What to produce. Transcribe all of the records below verbatim, omitting the pictures.

Data in this exercise.
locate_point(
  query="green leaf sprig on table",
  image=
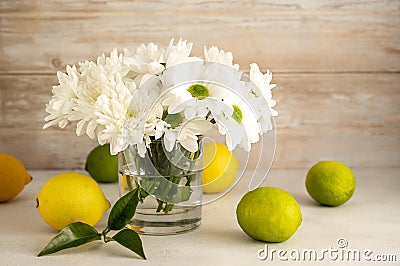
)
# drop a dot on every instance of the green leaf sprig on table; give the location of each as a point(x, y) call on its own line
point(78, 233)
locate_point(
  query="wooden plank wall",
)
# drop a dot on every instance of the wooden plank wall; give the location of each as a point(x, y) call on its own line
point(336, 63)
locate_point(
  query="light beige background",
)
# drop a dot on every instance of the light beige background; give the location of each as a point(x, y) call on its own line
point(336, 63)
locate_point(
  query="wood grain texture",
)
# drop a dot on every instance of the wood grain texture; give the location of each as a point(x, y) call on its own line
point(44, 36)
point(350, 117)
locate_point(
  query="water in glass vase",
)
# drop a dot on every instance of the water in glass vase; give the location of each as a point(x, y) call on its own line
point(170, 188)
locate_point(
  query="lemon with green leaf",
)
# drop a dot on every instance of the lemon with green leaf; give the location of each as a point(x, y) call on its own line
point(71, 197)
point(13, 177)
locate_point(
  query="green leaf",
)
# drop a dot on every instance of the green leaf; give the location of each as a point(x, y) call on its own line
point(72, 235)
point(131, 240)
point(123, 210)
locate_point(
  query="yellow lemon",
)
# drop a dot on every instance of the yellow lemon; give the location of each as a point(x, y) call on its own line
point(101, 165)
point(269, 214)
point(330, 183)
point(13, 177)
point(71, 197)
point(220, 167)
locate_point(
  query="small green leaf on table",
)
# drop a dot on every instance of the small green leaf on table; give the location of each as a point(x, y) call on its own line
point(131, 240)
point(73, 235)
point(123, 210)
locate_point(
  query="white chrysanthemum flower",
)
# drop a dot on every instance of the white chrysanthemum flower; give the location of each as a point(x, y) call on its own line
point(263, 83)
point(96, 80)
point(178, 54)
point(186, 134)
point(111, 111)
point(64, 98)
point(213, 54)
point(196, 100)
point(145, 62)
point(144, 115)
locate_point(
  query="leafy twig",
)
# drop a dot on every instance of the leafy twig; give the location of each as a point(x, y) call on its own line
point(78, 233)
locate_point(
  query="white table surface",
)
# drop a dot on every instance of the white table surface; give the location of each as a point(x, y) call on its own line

Result of this task.
locate_point(
  query="green leaf sprig on table",
  image=
)
# drop a dot on every instance of the green leaf sprig on table; give the location of each as a point(x, y) call on its own line
point(78, 233)
locate_point(
  query="wooden plank wall",
)
# drop a dot on every instance of the wooden plank wall; give the location of each as a point(x, y) call on its own line
point(336, 63)
locate_point(
  query="light beige background",
)
# drop a dot on every instance of the light beige background; give the location of each as a point(x, y) call on its own line
point(336, 63)
locate_point(
  query="wood grain texture",
)
# drop a dot on every instance of the wood grain texture; give the location of each as a point(x, y) call on its own line
point(44, 36)
point(350, 117)
locate_point(
  query="water in glass vase",
)
# drop a dot on every instance of the water in glass vase; give the location of each as a point(x, y) call on its own line
point(170, 188)
locate_point(
  query="lemon with green leaf",
)
# drop a dot on every instance of the lemon with green leaf; give the location of each as a point(x, y) call on its own line
point(71, 197)
point(13, 177)
locate_point(
  query="green leaf",
)
# drop a dot on every instance of the green leaf; give the location of each as a point(x, y) call on its own line
point(72, 235)
point(131, 240)
point(123, 210)
locate_point(
  query="yellow lemon",
)
# drop a dot on every instance of the yellow lemon; give the location of each as a point(x, y) call on its own line
point(101, 165)
point(269, 214)
point(330, 183)
point(13, 177)
point(71, 197)
point(220, 167)
locate_point(
  query="small green leaf on table",
)
# drop a dot on every instance of the small green leaf on table; give the location of each as a point(x, y) call on its own line
point(131, 240)
point(73, 235)
point(123, 210)
locate_point(
  query="white chrysanthemum flower",
)
# drop a dot on every instance of the white chrysanthemum flower; give the location of each as a point(x, y) call on its own line
point(263, 83)
point(96, 80)
point(178, 54)
point(186, 134)
point(111, 111)
point(64, 98)
point(213, 54)
point(196, 100)
point(145, 62)
point(144, 115)
locate_point(
  query="leafy twig",
)
# drop a dot on every instance of the leafy twig; give the location of each as a point(x, y) call on its own line
point(78, 233)
locate_point(
  query="white table surface",
)
# drop a dot on every instance of the white table surface; give the location of each as a point(x, y) call on its own line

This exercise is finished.